- SOURCE MATERIAL:
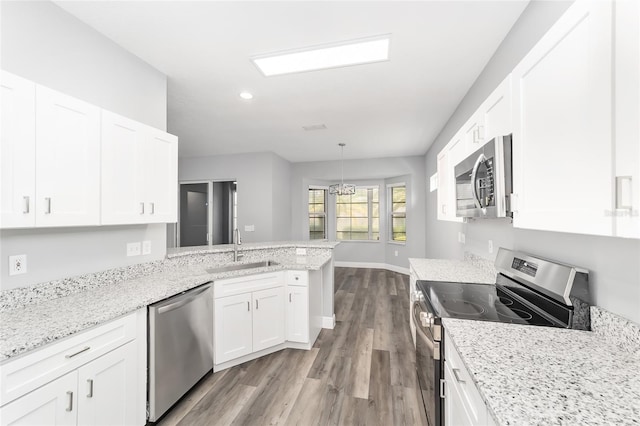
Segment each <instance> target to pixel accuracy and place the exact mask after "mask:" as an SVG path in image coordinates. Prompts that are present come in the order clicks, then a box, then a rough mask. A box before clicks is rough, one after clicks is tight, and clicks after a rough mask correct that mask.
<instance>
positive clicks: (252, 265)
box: [207, 260, 278, 274]
mask: <svg viewBox="0 0 640 426" xmlns="http://www.w3.org/2000/svg"><path fill="white" fill-rule="evenodd" d="M274 265H278V262H274V261H273V260H263V261H262V262H251V263H236V264H232V265H225V266H219V267H217V268H209V269H207V272H209V273H210V274H216V273H218V272H229V271H240V270H242V269H254V268H265V267H267V266H274Z"/></svg>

- ABOUT THIS EXERCISE: Please repeat every line of the entries above word for word, leaving out the pictures.

- OUTPUT:
Segment each <instance> target to pixel accuracy and place the exact mask after "mask:" as an SVG path in image coordinates. Prompts that are present come in the order clicks, then a box, then a rough mask. A box before clicks is rough, one after clicks is tight, and clicks after a rough mask correct that mask.
<instance>
positive clicks: (252, 265)
box: [207, 260, 278, 274]
mask: <svg viewBox="0 0 640 426" xmlns="http://www.w3.org/2000/svg"><path fill="white" fill-rule="evenodd" d="M274 265H278V262H274V261H273V260H263V261H262V262H251V263H236V264H232V265H225V266H219V267H217V268H209V269H207V272H209V273H210V274H216V273H218V272H229V271H240V270H242V269H254V268H265V267H267V266H274Z"/></svg>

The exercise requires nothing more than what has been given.